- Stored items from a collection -
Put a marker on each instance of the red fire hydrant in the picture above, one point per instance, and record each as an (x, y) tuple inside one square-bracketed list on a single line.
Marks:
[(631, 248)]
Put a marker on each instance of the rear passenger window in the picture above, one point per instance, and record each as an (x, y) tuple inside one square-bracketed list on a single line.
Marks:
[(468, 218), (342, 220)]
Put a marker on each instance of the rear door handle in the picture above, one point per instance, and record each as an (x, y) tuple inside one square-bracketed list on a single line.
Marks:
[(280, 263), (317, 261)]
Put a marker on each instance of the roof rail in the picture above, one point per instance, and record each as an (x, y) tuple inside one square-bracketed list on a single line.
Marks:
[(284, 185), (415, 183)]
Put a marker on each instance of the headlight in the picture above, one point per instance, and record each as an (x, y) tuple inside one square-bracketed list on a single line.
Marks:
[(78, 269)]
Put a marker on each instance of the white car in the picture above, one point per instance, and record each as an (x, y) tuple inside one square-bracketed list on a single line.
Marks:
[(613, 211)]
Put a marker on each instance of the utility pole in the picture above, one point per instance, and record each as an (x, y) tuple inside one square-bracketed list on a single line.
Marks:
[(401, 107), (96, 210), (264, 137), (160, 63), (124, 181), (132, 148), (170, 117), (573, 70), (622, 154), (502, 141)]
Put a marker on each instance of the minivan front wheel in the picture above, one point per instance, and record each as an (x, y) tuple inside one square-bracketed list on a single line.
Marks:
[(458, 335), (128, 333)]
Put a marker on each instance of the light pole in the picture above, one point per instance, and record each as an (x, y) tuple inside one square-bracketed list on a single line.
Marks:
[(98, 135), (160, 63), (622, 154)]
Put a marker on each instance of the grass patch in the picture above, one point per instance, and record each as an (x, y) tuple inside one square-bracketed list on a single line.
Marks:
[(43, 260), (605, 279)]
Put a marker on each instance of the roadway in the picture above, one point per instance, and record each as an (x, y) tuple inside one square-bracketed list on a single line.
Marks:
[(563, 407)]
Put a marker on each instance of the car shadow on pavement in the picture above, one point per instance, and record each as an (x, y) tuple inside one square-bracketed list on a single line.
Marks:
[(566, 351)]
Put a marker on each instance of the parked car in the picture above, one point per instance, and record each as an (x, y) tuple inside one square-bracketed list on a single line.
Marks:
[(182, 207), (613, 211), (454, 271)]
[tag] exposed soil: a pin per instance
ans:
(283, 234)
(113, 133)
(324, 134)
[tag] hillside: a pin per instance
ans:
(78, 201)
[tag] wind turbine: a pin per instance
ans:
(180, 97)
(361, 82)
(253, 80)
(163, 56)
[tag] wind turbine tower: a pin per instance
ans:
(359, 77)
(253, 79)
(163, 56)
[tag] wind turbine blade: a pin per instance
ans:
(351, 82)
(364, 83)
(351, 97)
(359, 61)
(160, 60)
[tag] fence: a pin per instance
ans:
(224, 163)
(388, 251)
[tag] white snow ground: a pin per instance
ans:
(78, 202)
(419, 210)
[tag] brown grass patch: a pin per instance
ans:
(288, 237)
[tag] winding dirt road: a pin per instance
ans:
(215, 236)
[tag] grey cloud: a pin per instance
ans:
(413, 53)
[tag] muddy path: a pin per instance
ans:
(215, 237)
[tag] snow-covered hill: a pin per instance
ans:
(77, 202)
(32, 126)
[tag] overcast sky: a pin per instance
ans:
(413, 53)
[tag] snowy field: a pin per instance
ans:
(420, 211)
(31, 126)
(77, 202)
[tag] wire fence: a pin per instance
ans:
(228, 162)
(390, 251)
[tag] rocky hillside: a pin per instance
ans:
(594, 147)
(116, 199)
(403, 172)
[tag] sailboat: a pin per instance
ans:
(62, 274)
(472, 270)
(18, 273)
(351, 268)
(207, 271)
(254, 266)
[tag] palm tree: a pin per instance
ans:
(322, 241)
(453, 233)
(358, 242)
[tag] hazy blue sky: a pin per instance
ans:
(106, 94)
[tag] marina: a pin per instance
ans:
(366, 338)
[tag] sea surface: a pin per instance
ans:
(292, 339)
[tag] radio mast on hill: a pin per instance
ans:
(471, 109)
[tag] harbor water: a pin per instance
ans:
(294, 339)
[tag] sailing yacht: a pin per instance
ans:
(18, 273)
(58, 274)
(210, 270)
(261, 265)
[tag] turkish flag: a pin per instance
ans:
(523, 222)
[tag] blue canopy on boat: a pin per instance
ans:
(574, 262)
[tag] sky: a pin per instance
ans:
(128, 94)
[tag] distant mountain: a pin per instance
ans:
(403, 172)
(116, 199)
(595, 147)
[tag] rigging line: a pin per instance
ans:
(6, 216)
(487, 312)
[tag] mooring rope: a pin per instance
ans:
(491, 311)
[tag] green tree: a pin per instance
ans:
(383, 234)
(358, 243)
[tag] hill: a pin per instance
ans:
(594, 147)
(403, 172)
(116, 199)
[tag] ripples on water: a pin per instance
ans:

- Prompt -
The data above must be returned in full, exactly as written.

- Your solution -
Put a marker on each instance of the red fire hydrant in the picture above, one point per instance, and record each as an (x, y) tuple inside one square-bracketed list on a single line.
Marks:
[(631, 248)]
Put a marker on each instance of the rear passenger window in the picture above, one point per instance, and record each as an (x, y) tuple inside one square-bracketed list on a single line.
Marks:
[(468, 218), (342, 220)]
Put a marker on each instance of the rear door handle in the picture above, one point per instance, and record each as an (x, y) tuple inside one square-bracketed list on a single line.
Marks:
[(280, 263), (317, 261)]
Put a marker on each instance of the roof rail in the picture above, one point per instance, and record each as an (x, y) tuple inside one square-bracketed list on a single line.
Marks:
[(284, 185), (415, 183)]
Put a marker on each instance of the headlight in the picture above, one point per instance, and record each as an (x, y) tuple inside one square-bracketed list on a single line.
Marks:
[(78, 269)]
Put a marker on each instance of the white car in the picture above, one point per instance, and record each as an (x, y) tuple inside one square-bracketed list on a single line.
Marks:
[(613, 211)]
Put a marker on each instance of the utility pole in the picture above, one point per instance, and record each as an (x, y) tuple inside one square-bracketed list on a single line.
Marks:
[(401, 107), (96, 210), (264, 137), (160, 63), (124, 181), (132, 148), (170, 117), (573, 70), (622, 154), (502, 141)]
Put a marker on each instance of the minivan front wheel in the picture above, one point per instance, and record each as an (x, y) tuple inside one square-bracketed list on a single line.
Marks:
[(458, 335), (128, 333)]
Put a marker on each instance of the light pole in the picture above, one point per instance, and record each as an (x, y) tuple inside one square-bracketed list on a single line.
Marks:
[(98, 135), (160, 63), (622, 154)]
Put a marker on each instance of the grass patch in the picture above, one point per instance, and record each as an (x, y) tuple inside one square-bracketed list on a single line.
Marks:
[(43, 260), (605, 279)]
Put a marker on each instance of the roadway in the picture above, one point per instance, and record each as an (x, y) tuple inside one square-bracketed list on a single line.
Marks:
[(563, 407)]
Put a marker on each instance of the car shadow on pavement in the picture above, one point per instance, and record each as an (x, y) tuple inside one square-bracketed list on a single line.
Marks:
[(566, 351)]
Put a marker on each instance of the parked car in the picture above, one point per instance, and record each as an (x, y) tuple inside one square-bracketed list on a single line.
Marks:
[(182, 207), (613, 211), (454, 271)]
[tag] exposed soil: a pin per instance
ans:
(283, 234)
(113, 133)
(324, 134)
[tag] hillside: a pin per instance
ans:
(78, 201)
[tag] wind turbine: a pin per instance
ans:
(180, 97)
(361, 82)
(253, 80)
(163, 56)
[tag] wind turbine tower: a pin per instance
ans:
(359, 77)
(253, 79)
(163, 56)
[tag] wind turbine blade: a pin per instance
ans:
(351, 82)
(364, 83)
(351, 97)
(359, 61)
(160, 60)
[tag] fence: a pin per instance
ans:
(224, 163)
(388, 251)
[tag] white snow ground: a pin per instance
ans:
(78, 202)
(419, 210)
[tag] brown grass patch: a pin per instance
ans:
(288, 237)
[tag] winding dirt road: a pin per instance
ans:
(215, 236)
[tag] grey cloud: a pin per instance
ans:
(413, 53)
[tag] muddy path: a pin per instance
ans:
(215, 237)
[tag] snow-covered hill: a pin per instance
ans:
(77, 202)
(32, 126)
[tag] overcast sky: a pin per instance
ans:
(413, 53)
[tag] snowy field: a pin per instance
ans:
(420, 211)
(31, 126)
(77, 202)
[tag] wire fence: a pin per instance
ans:
(228, 162)
(390, 251)
[tag] rocky hillside: a pin per instance
ans:
(594, 147)
(116, 199)
(403, 172)
[tag] sailboat: a pin per instance
ans:
(62, 274)
(472, 270)
(18, 273)
(351, 268)
(207, 271)
(254, 266)
[tag] palm tree: a pin per instance
ans:
(322, 241)
(453, 233)
(358, 242)
[tag] hazy blue sky: a pin per instance
ans:
(106, 94)
[tag] marina: a pin per instance
ans:
(366, 338)
[tag] sea surface: a pin per instance
ans:
(292, 339)
[tag] radio mast on hill: a pin per instance
ans:
(471, 109)
[tag] harbor water: a pin per instance
ans:
(294, 339)
[tag] sailing yacht: a pin per instance
ans:
(18, 273)
(58, 274)
(210, 270)
(261, 265)
[tag] turkish flag: a pin per instance
ans:
(523, 222)
[tag] blue canopy on boat: a pin per instance
ans:
(574, 262)
[tag] sky: a pin per instance
ans:
(128, 94)
[tag] distant mountain: a pin per instance
ans:
(403, 172)
(116, 199)
(595, 147)
[tag] rigging line: a pin per instance
ans:
(6, 216)
(487, 312)
[tag] mooring rope: a pin per instance
ans:
(491, 311)
[tag] green tree: a pin per instance
ans:
(383, 234)
(358, 243)
[tag] hill: a pin per instance
ans:
(594, 147)
(403, 172)
(116, 199)
[tag] ripples on water: a pin per instance
ans:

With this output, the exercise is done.